- **Activity**: Write out again, word for word, the lines below from the line that holds "Please pin the chrysosplenium" through the line that holds "Please pin the yellow", omitting pictures.

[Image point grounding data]

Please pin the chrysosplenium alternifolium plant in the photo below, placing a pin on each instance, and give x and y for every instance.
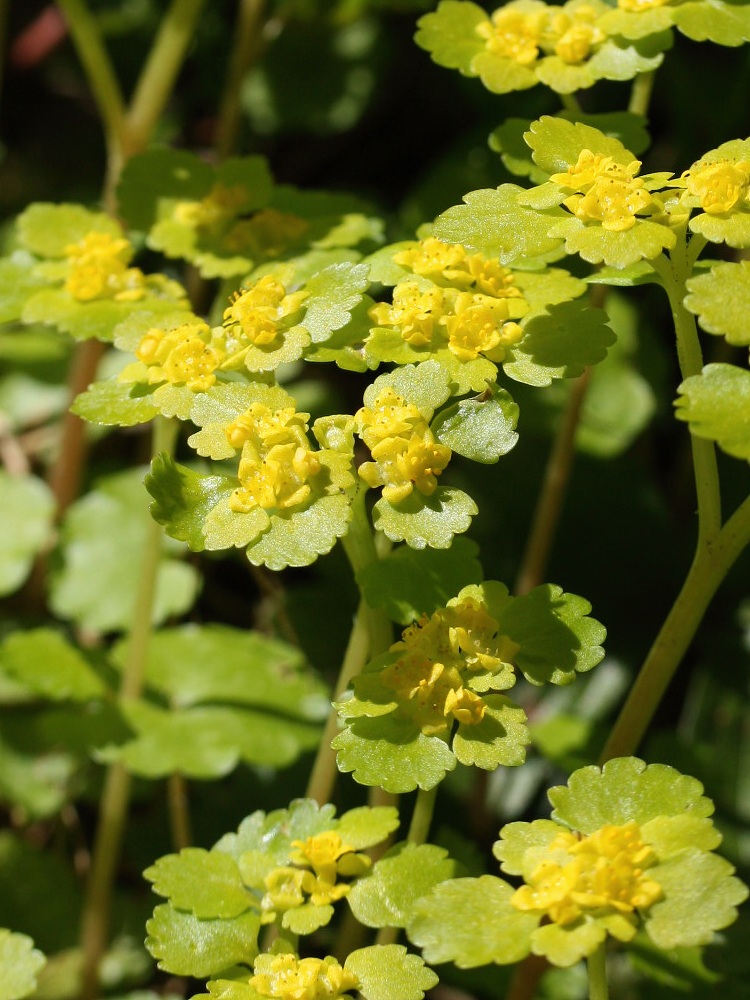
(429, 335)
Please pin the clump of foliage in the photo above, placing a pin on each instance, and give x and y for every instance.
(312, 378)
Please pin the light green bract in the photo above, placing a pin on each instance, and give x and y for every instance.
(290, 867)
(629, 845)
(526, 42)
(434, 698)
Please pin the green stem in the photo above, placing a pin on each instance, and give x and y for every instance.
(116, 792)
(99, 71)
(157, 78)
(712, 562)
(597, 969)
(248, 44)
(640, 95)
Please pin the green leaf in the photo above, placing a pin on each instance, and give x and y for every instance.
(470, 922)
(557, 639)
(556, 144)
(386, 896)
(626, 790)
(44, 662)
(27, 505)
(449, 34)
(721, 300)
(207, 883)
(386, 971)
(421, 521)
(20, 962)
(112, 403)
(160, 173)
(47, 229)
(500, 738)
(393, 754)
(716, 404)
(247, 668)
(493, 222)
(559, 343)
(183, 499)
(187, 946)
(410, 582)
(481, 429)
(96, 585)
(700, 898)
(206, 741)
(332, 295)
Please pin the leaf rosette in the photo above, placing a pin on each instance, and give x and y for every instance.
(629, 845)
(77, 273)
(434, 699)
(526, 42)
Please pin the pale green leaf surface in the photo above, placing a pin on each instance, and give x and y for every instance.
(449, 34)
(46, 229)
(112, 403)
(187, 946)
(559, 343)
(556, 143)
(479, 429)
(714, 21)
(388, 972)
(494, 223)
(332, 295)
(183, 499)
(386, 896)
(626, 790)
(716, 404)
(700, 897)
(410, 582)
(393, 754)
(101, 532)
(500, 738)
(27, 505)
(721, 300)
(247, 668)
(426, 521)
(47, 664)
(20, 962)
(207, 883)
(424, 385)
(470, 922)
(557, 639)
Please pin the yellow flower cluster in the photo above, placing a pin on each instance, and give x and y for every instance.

...

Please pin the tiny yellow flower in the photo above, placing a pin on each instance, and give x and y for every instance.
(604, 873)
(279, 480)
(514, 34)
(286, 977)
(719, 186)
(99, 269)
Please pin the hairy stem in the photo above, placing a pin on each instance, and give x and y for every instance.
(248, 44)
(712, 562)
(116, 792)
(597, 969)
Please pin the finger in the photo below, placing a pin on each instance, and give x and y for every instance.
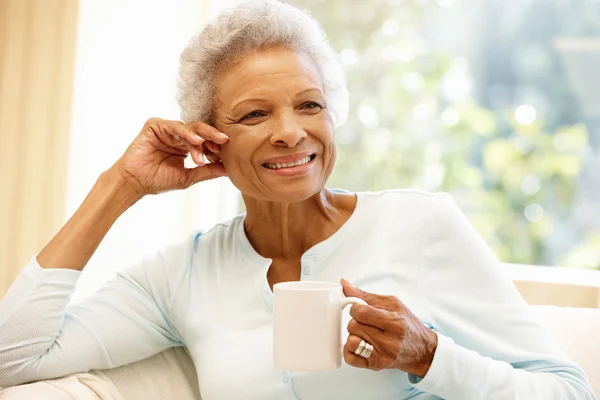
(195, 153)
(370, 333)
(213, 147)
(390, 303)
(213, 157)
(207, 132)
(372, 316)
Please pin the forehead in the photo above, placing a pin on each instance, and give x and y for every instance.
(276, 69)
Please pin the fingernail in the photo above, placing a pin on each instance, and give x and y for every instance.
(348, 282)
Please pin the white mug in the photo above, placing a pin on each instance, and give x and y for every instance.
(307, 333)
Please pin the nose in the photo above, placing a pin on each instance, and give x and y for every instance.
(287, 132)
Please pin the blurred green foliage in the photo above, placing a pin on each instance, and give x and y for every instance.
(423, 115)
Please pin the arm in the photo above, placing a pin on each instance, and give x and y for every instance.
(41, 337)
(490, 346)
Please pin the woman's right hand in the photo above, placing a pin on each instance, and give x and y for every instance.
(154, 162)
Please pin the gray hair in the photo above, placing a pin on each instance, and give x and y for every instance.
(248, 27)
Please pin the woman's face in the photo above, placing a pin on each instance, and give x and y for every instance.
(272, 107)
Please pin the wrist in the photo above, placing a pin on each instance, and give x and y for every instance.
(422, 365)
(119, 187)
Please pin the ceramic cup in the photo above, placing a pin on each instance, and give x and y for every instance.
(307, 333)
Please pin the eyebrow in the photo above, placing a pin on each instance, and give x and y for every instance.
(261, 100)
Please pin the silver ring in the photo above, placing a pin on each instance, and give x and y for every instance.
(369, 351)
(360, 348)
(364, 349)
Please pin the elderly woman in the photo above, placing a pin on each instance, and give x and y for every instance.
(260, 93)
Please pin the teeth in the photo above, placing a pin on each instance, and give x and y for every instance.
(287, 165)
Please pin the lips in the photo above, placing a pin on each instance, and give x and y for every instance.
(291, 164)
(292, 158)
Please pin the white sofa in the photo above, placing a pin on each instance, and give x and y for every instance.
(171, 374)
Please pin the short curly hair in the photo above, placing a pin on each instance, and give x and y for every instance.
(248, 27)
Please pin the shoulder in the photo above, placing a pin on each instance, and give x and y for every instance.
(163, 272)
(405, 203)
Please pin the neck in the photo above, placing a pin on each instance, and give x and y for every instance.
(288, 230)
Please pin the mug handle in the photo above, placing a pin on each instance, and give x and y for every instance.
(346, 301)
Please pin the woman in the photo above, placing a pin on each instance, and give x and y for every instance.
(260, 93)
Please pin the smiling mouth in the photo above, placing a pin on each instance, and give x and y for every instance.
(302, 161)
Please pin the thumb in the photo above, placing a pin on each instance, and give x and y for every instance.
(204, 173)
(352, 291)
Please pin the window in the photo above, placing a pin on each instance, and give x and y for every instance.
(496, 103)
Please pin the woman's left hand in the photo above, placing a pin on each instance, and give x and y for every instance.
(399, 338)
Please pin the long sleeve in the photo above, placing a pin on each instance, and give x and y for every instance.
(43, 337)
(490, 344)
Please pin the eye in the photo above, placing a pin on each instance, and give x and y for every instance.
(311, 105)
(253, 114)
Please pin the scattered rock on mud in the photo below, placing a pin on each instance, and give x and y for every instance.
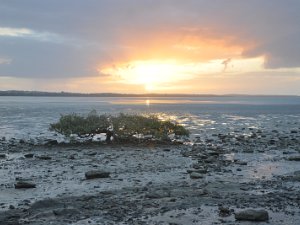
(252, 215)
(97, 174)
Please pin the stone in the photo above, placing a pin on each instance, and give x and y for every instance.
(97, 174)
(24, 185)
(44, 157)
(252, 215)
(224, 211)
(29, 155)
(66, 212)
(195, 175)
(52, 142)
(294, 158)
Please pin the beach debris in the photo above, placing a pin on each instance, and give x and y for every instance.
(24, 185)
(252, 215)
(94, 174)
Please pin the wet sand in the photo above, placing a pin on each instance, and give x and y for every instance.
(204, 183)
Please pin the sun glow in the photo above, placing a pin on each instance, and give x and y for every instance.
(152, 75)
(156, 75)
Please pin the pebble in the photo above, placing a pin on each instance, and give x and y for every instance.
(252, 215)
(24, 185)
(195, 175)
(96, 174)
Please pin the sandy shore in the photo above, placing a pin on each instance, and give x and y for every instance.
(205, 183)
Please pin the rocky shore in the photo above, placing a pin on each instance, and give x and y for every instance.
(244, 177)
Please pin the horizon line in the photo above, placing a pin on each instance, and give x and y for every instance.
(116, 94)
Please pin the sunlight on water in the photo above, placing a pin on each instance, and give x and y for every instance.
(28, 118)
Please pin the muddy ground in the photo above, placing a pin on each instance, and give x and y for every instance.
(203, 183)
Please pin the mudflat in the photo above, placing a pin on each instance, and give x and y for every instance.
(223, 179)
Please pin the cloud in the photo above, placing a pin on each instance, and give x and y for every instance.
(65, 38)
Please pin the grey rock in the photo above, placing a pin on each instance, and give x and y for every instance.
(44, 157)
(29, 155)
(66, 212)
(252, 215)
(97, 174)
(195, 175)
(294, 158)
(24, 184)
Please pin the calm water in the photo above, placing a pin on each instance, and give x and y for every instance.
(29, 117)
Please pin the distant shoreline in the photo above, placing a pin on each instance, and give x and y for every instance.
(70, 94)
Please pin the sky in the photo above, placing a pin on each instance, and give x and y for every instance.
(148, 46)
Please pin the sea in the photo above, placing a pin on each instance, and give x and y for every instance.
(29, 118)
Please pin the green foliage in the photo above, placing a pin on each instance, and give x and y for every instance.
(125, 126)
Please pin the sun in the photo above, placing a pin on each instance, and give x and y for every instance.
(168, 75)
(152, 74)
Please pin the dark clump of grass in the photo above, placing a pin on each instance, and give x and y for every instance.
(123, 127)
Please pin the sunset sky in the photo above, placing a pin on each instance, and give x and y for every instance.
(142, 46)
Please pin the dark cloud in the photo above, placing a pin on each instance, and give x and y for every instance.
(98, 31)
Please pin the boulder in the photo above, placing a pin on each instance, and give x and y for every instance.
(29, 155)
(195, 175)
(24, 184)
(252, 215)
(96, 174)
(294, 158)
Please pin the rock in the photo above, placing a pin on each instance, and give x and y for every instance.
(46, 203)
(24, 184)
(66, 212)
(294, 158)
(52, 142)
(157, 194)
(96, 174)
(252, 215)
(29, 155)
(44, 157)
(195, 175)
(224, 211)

- **Answer section**:
Please pin the chrysosplenium alternifolium plant in the photo below, placing a pin on each instance, and give x and y for every instance.
(429, 335)
Please pin the clump of foliage in the photo above, placing a pin on each instance, and give x and y for every instance.
(312, 378)
Please pin the light green bract in the photo above, placing a pin on each instance, and give x and y for every instance.
(290, 867)
(629, 845)
(526, 42)
(434, 698)
Please pin the green stem in the photo above, placing a pin on each instance, and give x and y for every instance.
(116, 792)
(99, 71)
(157, 78)
(712, 562)
(597, 969)
(248, 44)
(640, 95)
Please pin the green leaf in the photo above, placing a pin on each instance, and give x and y for every instance.
(470, 922)
(557, 639)
(556, 144)
(386, 896)
(626, 790)
(44, 662)
(27, 505)
(449, 34)
(721, 300)
(207, 883)
(386, 971)
(421, 521)
(20, 962)
(112, 403)
(160, 173)
(47, 229)
(500, 738)
(393, 754)
(716, 404)
(247, 668)
(493, 222)
(559, 343)
(183, 499)
(187, 946)
(410, 582)
(481, 429)
(96, 585)
(700, 898)
(206, 741)
(332, 295)
Please pin the leaf rosette in the photo above, placing a pin on each instance, and give x and y for every instance.
(629, 845)
(77, 273)
(434, 699)
(526, 42)
Please pin the pale green leaf surface in the photo above, placing a pin on each instance, and give x and y for every instance.
(449, 34)
(46, 229)
(112, 403)
(187, 946)
(559, 343)
(556, 143)
(479, 429)
(714, 21)
(388, 972)
(494, 223)
(332, 295)
(183, 499)
(386, 896)
(626, 790)
(716, 404)
(700, 897)
(410, 582)
(393, 754)
(101, 532)
(500, 738)
(27, 505)
(721, 300)
(247, 668)
(426, 521)
(47, 664)
(20, 962)
(207, 883)
(424, 385)
(470, 922)
(557, 639)
Please pin the yellow flower cluster in the photo above, placing a pin on each instance, and give x and y for every instance.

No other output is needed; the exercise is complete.